■ TASK TO COMPLETE ■
Locate every line in the records below that contains the string "railing", treating uppercase and lowercase as distinct, and copy each such line in full.
[start]
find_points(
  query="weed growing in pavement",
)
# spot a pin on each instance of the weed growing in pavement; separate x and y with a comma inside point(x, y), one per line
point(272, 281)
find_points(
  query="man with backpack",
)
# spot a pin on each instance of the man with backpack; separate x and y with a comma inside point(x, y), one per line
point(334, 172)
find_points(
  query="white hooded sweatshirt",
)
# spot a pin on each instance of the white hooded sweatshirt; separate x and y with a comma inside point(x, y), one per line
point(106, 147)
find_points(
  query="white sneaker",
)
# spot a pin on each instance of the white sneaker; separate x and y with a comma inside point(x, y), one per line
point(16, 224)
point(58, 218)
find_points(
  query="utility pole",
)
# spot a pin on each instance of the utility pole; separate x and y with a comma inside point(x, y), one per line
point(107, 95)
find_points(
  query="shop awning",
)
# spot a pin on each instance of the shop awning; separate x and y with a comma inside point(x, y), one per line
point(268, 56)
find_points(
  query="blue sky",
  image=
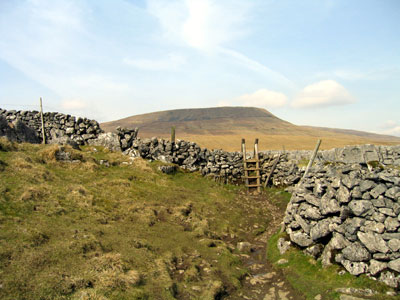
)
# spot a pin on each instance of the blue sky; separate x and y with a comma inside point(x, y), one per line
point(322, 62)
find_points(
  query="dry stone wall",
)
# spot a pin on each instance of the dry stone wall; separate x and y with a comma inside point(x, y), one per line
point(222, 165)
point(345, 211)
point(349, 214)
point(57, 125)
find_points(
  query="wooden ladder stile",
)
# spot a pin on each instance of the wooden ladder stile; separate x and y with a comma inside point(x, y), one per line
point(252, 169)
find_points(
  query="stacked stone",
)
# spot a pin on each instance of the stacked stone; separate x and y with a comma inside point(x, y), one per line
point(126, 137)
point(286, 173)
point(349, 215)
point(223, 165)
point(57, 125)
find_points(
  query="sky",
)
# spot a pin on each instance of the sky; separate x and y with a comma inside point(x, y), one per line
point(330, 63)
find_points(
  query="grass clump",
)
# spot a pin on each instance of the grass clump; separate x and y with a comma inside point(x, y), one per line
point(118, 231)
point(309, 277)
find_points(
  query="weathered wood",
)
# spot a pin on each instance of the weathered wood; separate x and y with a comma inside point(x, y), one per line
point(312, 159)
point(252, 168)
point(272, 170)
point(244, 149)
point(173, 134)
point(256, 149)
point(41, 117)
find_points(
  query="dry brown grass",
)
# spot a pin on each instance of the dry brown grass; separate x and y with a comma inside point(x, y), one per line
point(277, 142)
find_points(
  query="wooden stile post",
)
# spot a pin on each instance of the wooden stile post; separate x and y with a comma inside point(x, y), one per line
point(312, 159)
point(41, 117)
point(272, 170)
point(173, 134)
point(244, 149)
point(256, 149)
[end]
[start]
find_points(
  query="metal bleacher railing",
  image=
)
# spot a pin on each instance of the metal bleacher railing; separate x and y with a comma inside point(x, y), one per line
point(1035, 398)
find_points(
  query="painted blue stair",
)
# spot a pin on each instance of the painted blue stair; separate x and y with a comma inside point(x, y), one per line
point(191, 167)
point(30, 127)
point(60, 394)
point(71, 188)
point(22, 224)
[end]
■ ANSWER ■
  query="metal bleacher railing",
# spot a pin on each instance of the metal bleacher railing; separate x and y with a comma inside point(x, y), one per line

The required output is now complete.